Transcribe the entries that follow exactly as they appear, minus pictures.
++++ Data provided
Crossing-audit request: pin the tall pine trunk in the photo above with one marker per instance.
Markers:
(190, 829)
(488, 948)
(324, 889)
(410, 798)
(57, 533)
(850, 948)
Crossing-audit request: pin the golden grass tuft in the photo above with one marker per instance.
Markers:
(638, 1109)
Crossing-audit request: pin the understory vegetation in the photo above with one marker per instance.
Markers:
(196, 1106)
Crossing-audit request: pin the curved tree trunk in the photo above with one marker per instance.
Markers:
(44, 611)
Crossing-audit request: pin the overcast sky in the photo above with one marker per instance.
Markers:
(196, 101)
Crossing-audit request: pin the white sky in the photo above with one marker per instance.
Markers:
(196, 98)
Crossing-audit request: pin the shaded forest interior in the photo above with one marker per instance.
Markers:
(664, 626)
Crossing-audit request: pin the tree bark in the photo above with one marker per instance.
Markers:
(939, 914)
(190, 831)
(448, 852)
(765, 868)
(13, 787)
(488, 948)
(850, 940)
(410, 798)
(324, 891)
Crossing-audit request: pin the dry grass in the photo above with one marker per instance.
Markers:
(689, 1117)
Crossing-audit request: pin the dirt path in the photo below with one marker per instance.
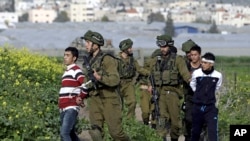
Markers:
(84, 136)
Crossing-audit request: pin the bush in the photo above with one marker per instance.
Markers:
(29, 92)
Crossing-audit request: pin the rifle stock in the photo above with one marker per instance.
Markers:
(155, 99)
(90, 72)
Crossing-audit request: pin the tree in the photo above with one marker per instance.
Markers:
(213, 28)
(62, 17)
(155, 17)
(169, 28)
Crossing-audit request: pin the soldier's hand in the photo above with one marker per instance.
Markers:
(78, 100)
(96, 75)
(150, 89)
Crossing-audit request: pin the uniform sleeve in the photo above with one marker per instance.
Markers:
(193, 81)
(182, 67)
(219, 81)
(80, 78)
(111, 76)
(140, 69)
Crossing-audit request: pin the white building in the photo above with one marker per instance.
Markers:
(81, 12)
(42, 15)
(9, 17)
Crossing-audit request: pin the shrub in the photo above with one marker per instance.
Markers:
(29, 90)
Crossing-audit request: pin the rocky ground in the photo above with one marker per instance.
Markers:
(84, 136)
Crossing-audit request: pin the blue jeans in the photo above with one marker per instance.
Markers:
(68, 120)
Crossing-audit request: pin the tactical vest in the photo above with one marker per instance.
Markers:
(96, 63)
(166, 72)
(127, 69)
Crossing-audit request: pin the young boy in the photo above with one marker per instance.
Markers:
(205, 81)
(70, 97)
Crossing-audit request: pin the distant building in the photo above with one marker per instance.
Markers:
(81, 12)
(42, 15)
(185, 29)
(10, 17)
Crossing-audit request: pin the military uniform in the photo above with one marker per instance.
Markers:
(167, 71)
(145, 98)
(104, 101)
(129, 68)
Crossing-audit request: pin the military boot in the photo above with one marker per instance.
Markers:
(145, 121)
(174, 139)
(153, 126)
(164, 138)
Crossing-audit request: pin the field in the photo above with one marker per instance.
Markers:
(29, 90)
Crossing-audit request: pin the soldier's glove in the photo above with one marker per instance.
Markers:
(183, 106)
(84, 87)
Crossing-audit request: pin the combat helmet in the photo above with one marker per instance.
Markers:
(125, 44)
(186, 46)
(94, 37)
(164, 40)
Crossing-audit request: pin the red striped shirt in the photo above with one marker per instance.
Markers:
(71, 79)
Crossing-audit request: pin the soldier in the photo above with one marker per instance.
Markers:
(145, 96)
(195, 63)
(129, 68)
(77, 43)
(186, 46)
(104, 102)
(167, 70)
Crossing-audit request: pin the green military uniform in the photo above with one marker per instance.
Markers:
(145, 96)
(104, 101)
(129, 68)
(167, 71)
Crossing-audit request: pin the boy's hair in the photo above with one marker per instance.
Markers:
(209, 56)
(74, 51)
(196, 48)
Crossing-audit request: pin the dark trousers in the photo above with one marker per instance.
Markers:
(188, 120)
(208, 115)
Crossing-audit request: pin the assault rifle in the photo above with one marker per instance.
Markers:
(90, 71)
(154, 99)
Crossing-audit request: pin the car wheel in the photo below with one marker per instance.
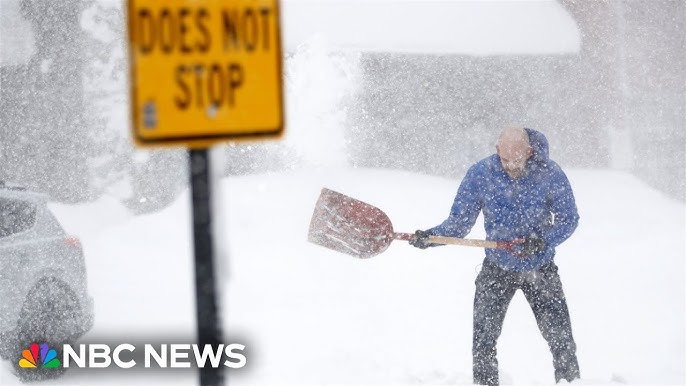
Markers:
(51, 314)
++++++++
▶ [Answer in full]
Crossing-audit request: pin the tall pine trunk in the photo above with one marker per instance.
Markers:
(190, 829)
(488, 948)
(324, 889)
(410, 798)
(57, 533)
(850, 948)
Crossing-audit request: pin the golden grass tuft in the photo above with one marker per instance.
Markers:
(638, 1109)
Crossing-audit request: pin the understory vegetation in the photo above with one marker per instance.
Markers:
(196, 1106)
Crossing-audit request: pin the curved tree trunk in the photo above with one marker per instance.
Markers:
(44, 611)
Crossing-audit request: pin the overcast sky in the photo above with one marker per instance.
Markers:
(196, 101)
Crossing-audit request: pin the white sky in the photo above with one marker per instance.
Markers:
(196, 98)
Crossing-audit request: pin the shaded forest interior in the photo above with one marker per instance.
Markers:
(664, 626)
Crossing-audit request: pin the tree bark in the photo above with one marker per instance.
Markers:
(939, 914)
(190, 831)
(448, 852)
(765, 868)
(13, 787)
(488, 948)
(850, 940)
(410, 798)
(324, 891)
Crossing-audit request: pin the dry grass in the photo above with one marker per instance.
Markers:
(689, 1117)
Crossing-audit request: pin the dirt path in the photo below with one marker per instance.
Markers:
(84, 136)
Crossing-audit request: pin the bush in the photo above with one marker per instance.
Markers:
(29, 92)
Crossing-audit request: pin the rifle stock in the photo above with one marker per instance.
Markers:
(155, 99)
(90, 72)
Crossing-audit request: pin the tree in the photo above with one marker per instance.
Markers:
(213, 28)
(62, 17)
(155, 17)
(169, 28)
Crossing-audit request: pin the soldier's hand in the photo above with one marker per instance.
Markers:
(78, 100)
(96, 75)
(150, 89)
Crossing-audit request: pin the uniform sleeve in the photo above with one marker per instance.
Markers:
(193, 81)
(182, 67)
(219, 81)
(80, 78)
(111, 76)
(140, 69)
Crossing-audit request: pin the white building in the photo above with one marker per instance.
Markers:
(81, 12)
(42, 15)
(9, 17)
Crossing-audit request: pin the shrub in the photo above with one marker per instance.
Markers:
(29, 90)
Crossing-audit request: pin the rocky ground in the photo above with one marker per instance.
Markers:
(84, 136)
Crossing-audit request: pin the blue jeans in the photo above with one marker per instance.
Markers:
(68, 120)
Crossing-audit request: pin the tactical vest in the photo above with one marker per instance.
Markers:
(96, 63)
(166, 72)
(127, 69)
Crossing-audit request: pin the young boy in the photo above with one marker per instance.
Markers:
(205, 81)
(70, 97)
Crossing-audit request: pin the distant building in the photo above with one marker per instance.
Markers:
(81, 12)
(42, 15)
(185, 29)
(10, 17)
Crossing-audit request: pin the military uniform in the photo above with one marker per instance.
Markers:
(167, 71)
(145, 98)
(104, 101)
(129, 68)
Crossing-audit request: pin the military boot in the photo above with one marker per instance.
Markers:
(145, 121)
(174, 139)
(153, 126)
(164, 138)
Crossing-audit request: pin the field in the photo above with one marker per instance.
Markers:
(29, 90)
Crossing-audit request: pin the soldier's glove in the photo above with one marker per instance.
Markers:
(183, 106)
(84, 87)
Crossing-audit request: pin the combat helmet in the photo above with one marker per instance.
Markers:
(125, 44)
(186, 46)
(94, 37)
(164, 40)
Crossing-audit request: pin the red striped shirt in the photo above with one marker per instance.
Markers:
(71, 79)
Crossing-audit request: pin the soldier in the photo above with one marker per instance.
Markers:
(145, 96)
(195, 63)
(129, 68)
(77, 43)
(186, 46)
(104, 102)
(167, 70)
Crossing-audit request: pin the green military uniform in the photo above with one marker per instance.
Markers:
(145, 96)
(104, 101)
(129, 68)
(167, 71)
Crossing-audit request: pin the boy's hair in the photo above with one marker per instance.
Markers:
(209, 56)
(74, 51)
(196, 48)
Crossing-audit request: pin the dark trousers in the photo above with one marker per instance.
Markers:
(188, 120)
(208, 115)
Crossing-audit request: pin the assault rifle in the photo above with one marker per instance.
Markers:
(90, 71)
(154, 99)
Crossing-audit request: pin the car wheel in the photo below with one marker per instance.
Markers:
(51, 314)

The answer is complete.